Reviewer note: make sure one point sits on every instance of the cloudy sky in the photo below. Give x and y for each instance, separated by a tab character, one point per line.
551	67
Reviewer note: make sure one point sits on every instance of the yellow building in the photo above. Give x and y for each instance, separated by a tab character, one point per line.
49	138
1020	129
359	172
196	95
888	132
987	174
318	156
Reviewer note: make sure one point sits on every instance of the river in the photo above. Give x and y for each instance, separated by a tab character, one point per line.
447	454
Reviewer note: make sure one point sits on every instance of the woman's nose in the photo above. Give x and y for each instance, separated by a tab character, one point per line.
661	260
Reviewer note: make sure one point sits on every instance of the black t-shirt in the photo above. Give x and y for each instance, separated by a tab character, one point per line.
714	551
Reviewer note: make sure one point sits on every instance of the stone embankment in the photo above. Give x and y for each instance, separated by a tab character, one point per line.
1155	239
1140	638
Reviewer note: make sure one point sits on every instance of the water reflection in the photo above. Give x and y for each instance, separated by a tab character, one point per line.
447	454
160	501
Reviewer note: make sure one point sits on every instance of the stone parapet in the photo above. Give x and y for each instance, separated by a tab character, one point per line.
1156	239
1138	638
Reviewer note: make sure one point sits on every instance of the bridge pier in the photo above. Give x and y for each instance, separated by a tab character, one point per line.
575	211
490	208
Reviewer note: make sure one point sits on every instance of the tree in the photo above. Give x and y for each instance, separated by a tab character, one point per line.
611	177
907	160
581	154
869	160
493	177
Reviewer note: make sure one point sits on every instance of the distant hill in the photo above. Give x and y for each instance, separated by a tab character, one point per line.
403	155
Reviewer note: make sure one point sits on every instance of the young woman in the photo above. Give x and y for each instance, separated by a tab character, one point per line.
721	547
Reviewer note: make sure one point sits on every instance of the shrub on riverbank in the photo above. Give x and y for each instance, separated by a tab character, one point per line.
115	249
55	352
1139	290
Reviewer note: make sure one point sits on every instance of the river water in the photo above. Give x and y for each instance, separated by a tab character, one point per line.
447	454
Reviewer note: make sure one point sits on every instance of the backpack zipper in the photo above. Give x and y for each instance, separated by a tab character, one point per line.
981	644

..............................

Print each of the lines above again, unchanged.

Reviewer note: make sure one point sits on every instance of the cloudy sky in the photo below. Give x and y for each instance, separated by a tab character, one point per line.
551	67
Reviewer note: make sure one point sits on every instance of the yellow building in the photo above. Give x and y for each instance, separated by a tab character, one point per line.
49	138
1020	129
359	172
196	95
888	132
987	174
318	156
Reviewer note: make sure one point sits on every instance of the river in the photo above. Give x and y for each instance, separated by a tab character, one point per line.
447	454
Reviewer note: make sure one point sits on every instance of the woman's nose in the photo above. Give x and y for each instance, separated by a tab character, one point per line.
661	260
Reviewer note: make sure one point sits on every instance of the black t-shirt in the photo above. Give x and y for each instance, separated by a tab character, one point per line.
714	551
Reviewer note: make sure one point sits on every instance of the stone embankment in the photo above. Give x and y for each instance, separated by a tab character, one point per line.
1155	239
1140	638
Reviewer note: make sure one point sits on every instance of the water reflection in the photo above. Give x and y for each instance, separated by a tab character, one point per line.
447	454
160	501
Reviewer note: make sure one point sits on every instance of the stone parapet in the photo above. Give x and y for each instance, separated by a tab character, one point per line.
1156	239
1138	638
Reviewer note: make sure one point sits on every instance of the bridge pier in the photo above. Give x and y for each instance, separated by a tab character, one point per line.
575	211
490	208
Reviewer note: make sure one point sits on every instance of the tree in the photo above. Give x and y for each instance, separated by a tab character, one point per line.
611	177
907	160
581	154
869	160
493	177
Reviewer note: make sure one point sits on every instance of the distant hill in the photo above. Give x and y for each instance, separated by a tab character, one point per line.
403	155
Reviewer note: make sure one point sits on every instance of the young woman in the photo above. Give x and y for each instance, separated by a tab character, one point per line.
721	547
Reviewer note: make sure one point sits on every instance of the shrub on riverbank in the photo above. Give x and y for each instance, separated by a tab character, one point per line.
115	249
55	352
1139	290
Reviewer note: make sure one point sits on every instance of the river water in the photo above. Give x and y for each instance, separated by a tab character, one point per line.
447	454
Reviewer note: make sure one point sits on every instance of the backpack zipper in the photo above. Give x and y for each instance, separated by a tab character, one point per line.
981	644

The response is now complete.